* [Directions for this task]: Reproduce verbatim the lines of the records below, beginning with the line that contains "task: trace the outline of the dark" and continuing through the end of the records.

[Excerpt from a data file]
-------------------------
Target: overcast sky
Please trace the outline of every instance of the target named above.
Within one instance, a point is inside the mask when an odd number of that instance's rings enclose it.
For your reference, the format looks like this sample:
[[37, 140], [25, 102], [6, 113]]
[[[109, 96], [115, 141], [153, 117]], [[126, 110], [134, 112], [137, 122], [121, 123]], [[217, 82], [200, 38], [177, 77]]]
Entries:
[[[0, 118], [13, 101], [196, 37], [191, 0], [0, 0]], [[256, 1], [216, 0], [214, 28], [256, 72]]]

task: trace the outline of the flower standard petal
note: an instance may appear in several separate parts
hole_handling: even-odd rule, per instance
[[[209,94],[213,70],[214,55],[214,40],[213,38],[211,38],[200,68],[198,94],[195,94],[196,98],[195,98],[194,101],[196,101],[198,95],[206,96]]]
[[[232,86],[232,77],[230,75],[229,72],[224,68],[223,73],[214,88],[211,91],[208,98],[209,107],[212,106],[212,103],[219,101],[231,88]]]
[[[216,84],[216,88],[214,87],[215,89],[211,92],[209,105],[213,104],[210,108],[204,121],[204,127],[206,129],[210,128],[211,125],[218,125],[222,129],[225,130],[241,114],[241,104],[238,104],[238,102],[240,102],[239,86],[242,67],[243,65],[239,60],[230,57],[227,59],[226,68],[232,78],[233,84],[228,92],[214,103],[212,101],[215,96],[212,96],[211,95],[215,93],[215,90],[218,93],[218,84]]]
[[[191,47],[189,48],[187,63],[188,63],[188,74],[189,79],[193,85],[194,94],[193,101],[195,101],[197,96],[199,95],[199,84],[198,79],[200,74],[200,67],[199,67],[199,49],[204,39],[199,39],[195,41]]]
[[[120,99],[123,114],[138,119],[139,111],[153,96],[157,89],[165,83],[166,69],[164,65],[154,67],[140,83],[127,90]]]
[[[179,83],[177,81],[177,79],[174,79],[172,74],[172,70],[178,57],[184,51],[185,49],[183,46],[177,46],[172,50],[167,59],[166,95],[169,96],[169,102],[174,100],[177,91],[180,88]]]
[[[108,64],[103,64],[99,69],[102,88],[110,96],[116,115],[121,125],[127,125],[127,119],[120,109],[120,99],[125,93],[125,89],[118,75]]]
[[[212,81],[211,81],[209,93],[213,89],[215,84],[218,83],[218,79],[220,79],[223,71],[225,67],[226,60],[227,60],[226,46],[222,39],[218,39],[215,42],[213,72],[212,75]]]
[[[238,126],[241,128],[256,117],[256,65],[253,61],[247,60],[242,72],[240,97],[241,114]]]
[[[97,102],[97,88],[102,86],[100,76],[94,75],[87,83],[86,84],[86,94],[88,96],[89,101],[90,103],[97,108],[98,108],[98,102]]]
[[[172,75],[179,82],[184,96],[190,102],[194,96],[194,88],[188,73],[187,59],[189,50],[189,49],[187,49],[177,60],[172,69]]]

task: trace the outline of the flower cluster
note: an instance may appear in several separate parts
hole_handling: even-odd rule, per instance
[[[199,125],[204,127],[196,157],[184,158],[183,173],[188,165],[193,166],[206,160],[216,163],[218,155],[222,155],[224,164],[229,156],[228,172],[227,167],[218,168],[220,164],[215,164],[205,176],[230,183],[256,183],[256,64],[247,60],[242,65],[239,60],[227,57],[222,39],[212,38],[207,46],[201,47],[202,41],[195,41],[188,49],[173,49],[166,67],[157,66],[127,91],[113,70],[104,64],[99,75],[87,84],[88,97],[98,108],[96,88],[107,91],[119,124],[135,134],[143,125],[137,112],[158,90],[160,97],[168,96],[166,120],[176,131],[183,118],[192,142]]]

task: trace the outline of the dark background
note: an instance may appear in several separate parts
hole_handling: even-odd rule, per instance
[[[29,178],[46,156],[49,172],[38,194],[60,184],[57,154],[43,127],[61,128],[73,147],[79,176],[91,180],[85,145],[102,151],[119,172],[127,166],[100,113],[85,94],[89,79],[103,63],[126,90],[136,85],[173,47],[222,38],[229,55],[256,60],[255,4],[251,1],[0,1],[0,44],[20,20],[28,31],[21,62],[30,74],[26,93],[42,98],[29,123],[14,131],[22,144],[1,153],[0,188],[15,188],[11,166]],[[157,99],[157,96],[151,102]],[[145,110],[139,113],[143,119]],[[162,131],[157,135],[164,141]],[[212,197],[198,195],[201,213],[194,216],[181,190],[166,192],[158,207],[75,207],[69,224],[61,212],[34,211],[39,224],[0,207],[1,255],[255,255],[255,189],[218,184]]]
-------------------------
* [Complete output]:
task: trace the outline of the dark background
note: an instance may appear in several separate parts
hole_handling: even-odd rule, per instance
[[[29,178],[46,156],[49,172],[38,194],[60,184],[57,154],[43,127],[61,128],[73,147],[79,176],[91,180],[85,145],[102,151],[119,172],[127,166],[100,113],[85,94],[89,79],[103,63],[126,90],[136,85],[173,47],[222,38],[229,55],[256,60],[255,4],[251,1],[0,1],[0,44],[20,20],[28,31],[21,62],[30,74],[26,93],[42,98],[29,123],[14,131],[22,144],[1,153],[0,188],[15,188],[11,166]],[[157,99],[157,96],[151,102]],[[145,110],[139,113],[143,119]],[[162,131],[157,135],[164,141]],[[212,197],[198,195],[201,213],[194,216],[181,190],[166,192],[158,207],[75,207],[69,224],[61,212],[34,211],[39,224],[0,207],[1,255],[255,255],[255,189],[218,184]]]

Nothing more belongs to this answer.